*Aim*:
Which lines of the listing below contain the word "jeans"? List each of them in full.

[Annotation dataset entries]
* start *
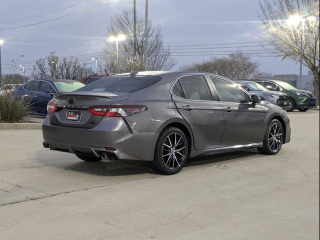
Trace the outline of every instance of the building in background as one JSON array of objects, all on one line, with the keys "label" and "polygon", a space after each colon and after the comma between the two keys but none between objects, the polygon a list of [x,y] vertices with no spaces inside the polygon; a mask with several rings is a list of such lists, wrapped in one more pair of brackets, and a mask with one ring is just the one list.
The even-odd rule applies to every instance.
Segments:
[{"label": "building in background", "polygon": [[280,80],[288,82],[297,88],[314,92],[314,74],[311,71],[308,71],[308,75],[302,76],[302,80],[300,82],[299,75],[286,74],[274,75],[275,80]]}]

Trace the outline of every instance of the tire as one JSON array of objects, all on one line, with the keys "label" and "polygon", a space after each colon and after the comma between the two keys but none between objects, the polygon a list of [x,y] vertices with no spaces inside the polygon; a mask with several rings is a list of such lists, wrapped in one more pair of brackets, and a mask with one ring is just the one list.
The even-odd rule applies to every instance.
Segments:
[{"label": "tire", "polygon": [[160,134],[156,142],[154,160],[150,162],[154,172],[170,175],[178,172],[188,156],[186,135],[179,128],[168,127]]},{"label": "tire", "polygon": [[99,162],[102,159],[101,158],[98,158],[94,156],[88,156],[88,155],[82,155],[81,154],[76,154],[76,156],[84,161],[89,162]]},{"label": "tire", "polygon": [[296,108],[294,102],[292,99],[289,98],[289,100],[288,101],[288,106],[284,107],[284,109],[286,112],[292,112],[294,110],[294,108]]},{"label": "tire", "polygon": [[264,146],[258,148],[262,154],[274,155],[278,154],[284,142],[284,128],[280,121],[274,119],[268,124],[264,138]]}]

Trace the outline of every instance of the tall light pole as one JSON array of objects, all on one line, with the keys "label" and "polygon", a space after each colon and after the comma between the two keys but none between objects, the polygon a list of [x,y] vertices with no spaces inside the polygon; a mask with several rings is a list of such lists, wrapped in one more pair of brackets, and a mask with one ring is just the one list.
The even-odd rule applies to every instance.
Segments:
[{"label": "tall light pole", "polygon": [[96,73],[98,74],[98,58],[92,58],[92,60],[96,60]]},{"label": "tall light pole", "polygon": [[51,62],[52,64],[56,64],[54,65],[56,66],[56,70],[58,68],[58,63],[56,62]]},{"label": "tall light pole", "polygon": [[289,18],[287,20],[288,23],[290,25],[298,26],[301,22],[301,38],[300,42],[300,50],[301,54],[300,54],[300,74],[299,74],[299,82],[298,84],[296,84],[298,88],[301,87],[301,84],[302,82],[302,54],[304,48],[304,21],[308,20],[309,21],[313,21],[316,20],[316,17],[314,16],[310,16],[305,18],[302,16],[298,15],[294,15],[289,17]]},{"label": "tall light pole", "polygon": [[24,74],[24,84],[26,82],[24,81],[24,65],[20,65],[20,66],[22,66],[22,73]]},{"label": "tall light pole", "polygon": [[116,65],[118,68],[118,63],[119,62],[119,54],[118,54],[118,42],[119,41],[123,41],[126,39],[126,36],[124,35],[118,35],[118,36],[111,36],[108,38],[110,42],[116,42]]},{"label": "tall light pole", "polygon": [[2,72],[1,72],[1,45],[4,43],[4,40],[0,39],[0,86],[1,86],[1,82],[2,80]]},{"label": "tall light pole", "polygon": [[148,0],[146,0],[144,16],[144,70],[146,71],[148,62]]}]

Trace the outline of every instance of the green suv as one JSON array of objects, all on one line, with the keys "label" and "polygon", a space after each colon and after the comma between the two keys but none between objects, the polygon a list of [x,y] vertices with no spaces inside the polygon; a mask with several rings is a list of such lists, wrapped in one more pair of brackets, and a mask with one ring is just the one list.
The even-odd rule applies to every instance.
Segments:
[{"label": "green suv", "polygon": [[316,98],[310,92],[300,90],[285,82],[278,80],[254,80],[254,82],[270,90],[281,92],[289,96],[288,106],[284,108],[287,112],[292,112],[294,108],[300,112],[306,112],[316,106]]}]

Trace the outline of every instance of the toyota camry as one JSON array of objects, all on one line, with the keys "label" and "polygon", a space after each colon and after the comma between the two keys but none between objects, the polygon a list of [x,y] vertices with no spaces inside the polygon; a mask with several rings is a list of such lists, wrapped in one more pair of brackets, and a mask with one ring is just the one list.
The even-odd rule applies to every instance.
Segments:
[{"label": "toyota camry", "polygon": [[150,161],[164,174],[212,152],[257,148],[276,154],[290,140],[285,110],[206,72],[109,76],[54,94],[47,110],[44,148],[90,162]]}]

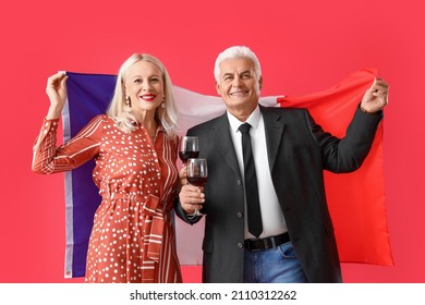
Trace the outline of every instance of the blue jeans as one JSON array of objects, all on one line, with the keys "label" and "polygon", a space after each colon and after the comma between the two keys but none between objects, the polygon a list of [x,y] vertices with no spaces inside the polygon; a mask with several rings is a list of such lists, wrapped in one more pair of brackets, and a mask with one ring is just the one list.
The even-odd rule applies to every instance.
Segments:
[{"label": "blue jeans", "polygon": [[245,283],[307,283],[292,243],[264,251],[245,249]]}]

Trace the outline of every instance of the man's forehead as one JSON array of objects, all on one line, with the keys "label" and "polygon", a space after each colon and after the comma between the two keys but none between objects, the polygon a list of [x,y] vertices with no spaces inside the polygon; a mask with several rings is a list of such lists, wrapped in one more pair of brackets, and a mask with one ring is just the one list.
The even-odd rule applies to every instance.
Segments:
[{"label": "man's forehead", "polygon": [[253,72],[254,63],[247,58],[227,59],[220,63],[221,74],[240,74],[244,72]]}]

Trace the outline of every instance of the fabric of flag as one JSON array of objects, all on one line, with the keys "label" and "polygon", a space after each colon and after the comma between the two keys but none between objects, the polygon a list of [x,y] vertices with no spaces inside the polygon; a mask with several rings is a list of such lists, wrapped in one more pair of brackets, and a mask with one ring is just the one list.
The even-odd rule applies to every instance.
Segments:
[{"label": "fabric of flag", "polygon": [[[63,141],[73,137],[96,114],[105,113],[112,98],[116,75],[66,72],[68,102],[63,111]],[[376,77],[361,70],[330,89],[299,97],[267,96],[270,107],[305,107],[316,122],[343,136],[355,108]],[[179,133],[226,111],[220,97],[173,87],[180,112]],[[83,277],[93,216],[100,196],[92,179],[94,161],[65,173],[66,251],[65,277]],[[382,123],[362,168],[349,174],[326,172],[326,192],[342,263],[393,265],[384,195]],[[174,220],[181,265],[202,265],[204,221],[195,225]]]}]

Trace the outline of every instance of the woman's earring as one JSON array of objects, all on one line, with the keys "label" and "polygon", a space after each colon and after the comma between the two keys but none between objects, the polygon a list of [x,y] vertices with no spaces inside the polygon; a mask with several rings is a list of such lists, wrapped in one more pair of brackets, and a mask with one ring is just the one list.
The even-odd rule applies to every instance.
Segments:
[{"label": "woman's earring", "polygon": [[132,100],[130,99],[130,96],[125,97],[125,106],[132,108]]}]

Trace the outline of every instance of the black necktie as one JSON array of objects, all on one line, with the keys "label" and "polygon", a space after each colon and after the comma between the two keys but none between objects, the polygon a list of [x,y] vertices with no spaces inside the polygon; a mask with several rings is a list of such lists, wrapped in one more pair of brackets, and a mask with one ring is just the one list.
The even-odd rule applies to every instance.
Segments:
[{"label": "black necktie", "polygon": [[262,211],[259,209],[257,176],[255,174],[254,157],[251,148],[250,129],[251,125],[248,123],[243,123],[239,126],[239,131],[242,133],[248,231],[258,237],[263,232],[263,222]]}]

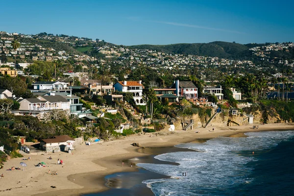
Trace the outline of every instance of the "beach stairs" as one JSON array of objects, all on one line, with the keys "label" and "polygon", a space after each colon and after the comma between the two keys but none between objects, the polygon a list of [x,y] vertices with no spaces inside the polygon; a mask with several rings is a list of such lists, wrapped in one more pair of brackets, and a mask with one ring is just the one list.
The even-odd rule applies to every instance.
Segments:
[{"label": "beach stairs", "polygon": [[230,122],[229,122],[229,123],[231,123],[231,126],[232,126],[232,123],[235,123],[236,124],[238,125],[238,126],[240,125],[240,123],[239,123],[237,122],[236,122],[236,121],[234,121],[233,120],[230,120]]},{"label": "beach stairs", "polygon": [[189,123],[188,123],[188,124],[187,124],[186,126],[185,126],[184,127],[184,128],[183,128],[183,130],[184,131],[187,130],[187,129],[189,129],[189,128],[191,128],[191,129],[193,129],[193,120],[191,119],[190,120],[190,122]]},{"label": "beach stairs", "polygon": [[208,122],[207,122],[207,123],[205,125],[205,126],[204,127],[204,128],[206,128],[206,127],[210,124],[210,122],[211,122],[211,121],[212,121],[212,120],[214,119],[214,118],[216,116],[217,116],[217,115],[218,114],[219,114],[219,113],[216,112],[215,113],[214,113],[214,114],[213,115],[212,115],[212,116],[211,117],[211,118],[208,120]]},{"label": "beach stairs", "polygon": [[249,119],[249,117],[243,118],[243,120],[242,121],[242,122],[245,121],[248,121],[248,119]]}]

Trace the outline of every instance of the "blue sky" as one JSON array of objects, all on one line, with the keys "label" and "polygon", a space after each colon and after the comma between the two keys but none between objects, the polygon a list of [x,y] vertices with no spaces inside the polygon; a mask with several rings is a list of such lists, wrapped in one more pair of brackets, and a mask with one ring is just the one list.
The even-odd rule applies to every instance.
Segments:
[{"label": "blue sky", "polygon": [[118,45],[294,41],[294,1],[18,0],[0,31],[64,34]]}]

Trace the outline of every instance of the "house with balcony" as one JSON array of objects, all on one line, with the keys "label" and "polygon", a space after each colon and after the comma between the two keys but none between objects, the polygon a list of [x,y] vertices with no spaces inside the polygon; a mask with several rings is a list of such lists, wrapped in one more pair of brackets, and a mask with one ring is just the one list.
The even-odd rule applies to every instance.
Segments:
[{"label": "house with balcony", "polygon": [[20,100],[18,110],[11,110],[15,115],[30,115],[42,119],[45,113],[53,110],[66,111],[70,109],[70,101],[60,95],[42,96],[37,98],[28,98]]},{"label": "house with balcony", "polygon": [[198,88],[191,81],[177,80],[171,88],[175,89],[175,95],[179,97],[180,100],[184,98],[195,102],[198,98]]},{"label": "house with balcony", "polygon": [[0,68],[0,73],[1,73],[3,75],[8,75],[10,77],[17,76],[17,70],[12,70],[8,68]]},{"label": "house with balcony", "polygon": [[67,86],[67,82],[59,81],[40,81],[32,84],[33,90],[32,92],[68,92],[72,94],[72,88]]},{"label": "house with balcony", "polygon": [[231,88],[231,91],[233,92],[233,98],[236,100],[241,100],[241,92],[237,91],[235,88]]},{"label": "house with balcony", "polygon": [[208,86],[203,87],[202,93],[204,94],[211,94],[216,96],[218,99],[223,99],[223,94],[221,93],[222,89],[221,86]]},{"label": "house with balcony", "polygon": [[133,94],[134,100],[137,105],[145,105],[142,97],[142,92],[144,86],[142,81],[119,81],[113,85],[114,90],[118,91],[131,93]]},{"label": "house with balcony", "polygon": [[81,79],[81,86],[90,88],[90,93],[93,95],[104,95],[113,90],[113,83],[102,84],[99,80]]},{"label": "house with balcony", "polygon": [[176,89],[153,89],[158,99],[162,102],[168,101],[170,105],[179,101],[176,94]]},{"label": "house with balcony", "polygon": [[7,89],[0,89],[0,99],[12,97],[12,93]]},{"label": "house with balcony", "polygon": [[71,114],[76,113],[82,111],[82,103],[79,103],[79,97],[70,94],[66,92],[62,93],[48,93],[44,96],[60,96],[70,102],[70,110]]}]

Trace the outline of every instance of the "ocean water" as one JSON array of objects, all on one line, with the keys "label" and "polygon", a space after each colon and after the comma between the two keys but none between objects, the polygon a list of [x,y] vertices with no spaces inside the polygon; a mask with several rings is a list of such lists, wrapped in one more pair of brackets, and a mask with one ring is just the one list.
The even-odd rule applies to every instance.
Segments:
[{"label": "ocean water", "polygon": [[155,157],[178,165],[139,163],[171,176],[143,183],[155,196],[294,196],[294,131],[245,134],[181,144],[195,151]]}]

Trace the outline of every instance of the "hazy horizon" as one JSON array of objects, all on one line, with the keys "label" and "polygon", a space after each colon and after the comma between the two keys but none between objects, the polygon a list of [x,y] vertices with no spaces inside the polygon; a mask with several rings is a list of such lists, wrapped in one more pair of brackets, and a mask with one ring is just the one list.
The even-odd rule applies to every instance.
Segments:
[{"label": "hazy horizon", "polygon": [[10,32],[64,34],[125,46],[294,41],[294,2],[285,0],[16,0],[2,5],[0,29]]}]

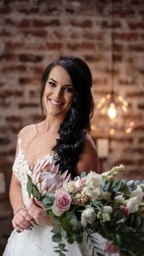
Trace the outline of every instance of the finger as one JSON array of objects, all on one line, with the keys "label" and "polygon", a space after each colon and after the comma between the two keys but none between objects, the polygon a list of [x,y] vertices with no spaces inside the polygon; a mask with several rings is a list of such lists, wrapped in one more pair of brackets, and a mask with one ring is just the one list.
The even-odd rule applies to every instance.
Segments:
[{"label": "finger", "polygon": [[19,225],[16,224],[14,219],[13,219],[12,220],[12,225],[14,229],[16,229],[16,230],[19,231],[19,232],[23,231],[23,229],[21,229],[20,227],[19,227]]},{"label": "finger", "polygon": [[40,201],[37,200],[37,199],[35,198],[35,197],[34,197],[34,202],[35,202],[35,204],[36,205],[37,205],[38,207],[40,207],[40,208],[44,208],[43,205],[43,203]]},{"label": "finger", "polygon": [[27,227],[29,228],[32,226],[31,222],[27,221],[24,217],[21,214],[17,214],[15,218],[15,221],[16,224],[23,229],[26,229]]}]

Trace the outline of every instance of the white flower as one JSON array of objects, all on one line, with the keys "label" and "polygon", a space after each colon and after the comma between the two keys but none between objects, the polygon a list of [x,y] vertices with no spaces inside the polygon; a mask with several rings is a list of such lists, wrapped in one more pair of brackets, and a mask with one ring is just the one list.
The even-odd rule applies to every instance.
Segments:
[{"label": "white flower", "polygon": [[130,195],[131,197],[136,197],[137,202],[141,203],[142,198],[144,196],[144,192],[140,185],[137,185],[137,189],[132,191]]},{"label": "white flower", "polygon": [[69,181],[69,182],[67,182],[67,181],[63,182],[62,188],[67,192],[69,192],[70,193],[73,192],[74,189],[76,189],[74,181],[71,180],[71,181]]},{"label": "white flower", "polygon": [[112,208],[110,206],[103,207],[103,213],[102,214],[104,222],[110,221],[110,214],[112,213]]},{"label": "white flower", "polygon": [[99,199],[105,199],[107,201],[110,201],[111,199],[111,194],[108,191],[104,191],[102,188],[100,188],[100,195],[99,196]]},{"label": "white flower", "polygon": [[87,205],[85,210],[81,215],[81,224],[83,227],[85,227],[88,223],[92,223],[96,218],[95,210],[90,205]]},{"label": "white flower", "polygon": [[113,209],[112,207],[110,206],[105,206],[103,207],[103,213],[109,213],[109,214],[111,214],[113,212]]},{"label": "white flower", "polygon": [[116,197],[114,197],[114,200],[116,202],[120,202],[120,203],[124,203],[124,197],[123,197],[123,195],[119,195],[119,196],[117,196]]},{"label": "white flower", "polygon": [[92,170],[86,176],[86,186],[88,186],[91,189],[95,189],[101,186],[103,177],[100,174],[98,174]]},{"label": "white flower", "polygon": [[135,213],[138,211],[139,204],[142,203],[144,193],[140,185],[137,185],[137,189],[134,190],[130,194],[129,199],[126,200],[127,207],[131,213]]},{"label": "white flower", "polygon": [[92,189],[89,186],[85,187],[81,192],[82,194],[86,194],[88,196],[91,201],[97,200],[100,195],[100,188],[97,188],[95,189]]},{"label": "white flower", "polygon": [[130,198],[127,200],[127,207],[129,213],[135,213],[138,211],[138,205],[135,203],[135,198]]}]

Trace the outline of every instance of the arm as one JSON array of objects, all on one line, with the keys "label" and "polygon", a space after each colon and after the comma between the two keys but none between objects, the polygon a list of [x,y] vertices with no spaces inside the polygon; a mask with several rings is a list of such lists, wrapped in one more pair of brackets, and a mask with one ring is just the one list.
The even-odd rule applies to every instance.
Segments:
[{"label": "arm", "polygon": [[85,146],[76,166],[76,172],[78,175],[83,171],[88,173],[90,170],[99,172],[98,152],[95,145],[88,134],[85,136]]},{"label": "arm", "polygon": [[[18,153],[18,145],[17,143],[16,156]],[[18,231],[24,229],[29,229],[32,226],[32,218],[29,214],[27,210],[24,208],[21,194],[21,186],[19,180],[12,173],[10,186],[10,201],[13,210],[14,216],[12,219],[12,225],[14,229]]]}]

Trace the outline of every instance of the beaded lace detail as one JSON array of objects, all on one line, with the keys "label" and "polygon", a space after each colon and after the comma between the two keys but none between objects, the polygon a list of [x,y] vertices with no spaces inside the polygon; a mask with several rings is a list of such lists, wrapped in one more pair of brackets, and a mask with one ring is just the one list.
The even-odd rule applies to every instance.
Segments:
[{"label": "beaded lace detail", "polygon": [[[28,207],[30,199],[26,188],[27,174],[31,177],[32,170],[31,170],[29,163],[25,158],[24,150],[21,147],[21,138],[20,137],[18,141],[19,151],[13,166],[13,172],[21,183],[23,202],[25,206]],[[38,162],[42,163],[46,159],[51,162],[53,160],[53,155],[48,153],[41,160],[38,159],[37,164]],[[52,168],[54,167],[54,161],[53,163]],[[32,230],[24,230],[20,233],[18,233],[14,230],[9,238],[3,256],[25,256],[26,254],[31,256],[57,256],[57,254],[54,252],[54,246],[57,246],[57,244],[52,241],[52,233],[51,232],[52,228],[42,225],[38,226],[34,224],[34,226]],[[94,239],[99,242],[99,247],[103,249],[106,240],[98,233],[94,234],[93,236]],[[68,250],[68,252],[65,252],[66,256],[92,255],[92,249],[87,245],[86,235],[84,235],[83,243],[80,245],[76,243],[70,244],[65,241],[65,243]],[[96,253],[94,255],[97,255]],[[118,256],[119,254],[115,255]]]},{"label": "beaded lace detail", "polygon": [[[30,177],[32,175],[32,170],[30,169],[29,166],[28,161],[26,160],[24,151],[21,147],[21,138],[18,139],[19,151],[17,156],[15,159],[15,163],[13,166],[13,172],[15,174],[16,177],[18,179],[21,185],[21,191],[23,199],[23,202],[26,207],[28,207],[29,203],[29,197],[26,188],[26,185],[27,181],[27,174]],[[41,160],[39,159],[37,160],[37,164],[39,162],[44,162],[45,159],[48,159],[51,162],[53,159],[53,155],[50,155],[49,153],[46,155]],[[54,161],[52,168],[54,167]]]}]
* end *
*Task output*:
Trace the outline of every instance of the blue jeans as one JSON array of objects, all on one line, with the keys "label" and "polygon", a space after each colon and after the comma between the two keys but none between objects, the polygon a list of [x,y] vertices with no spaces inside the polygon; a mask with several rings is a list of such lists, wrapped in one more pair of brackets, and a mask with one ring is just the one list.
[{"label": "blue jeans", "polygon": [[245,283],[307,283],[292,243],[264,251],[245,249]]}]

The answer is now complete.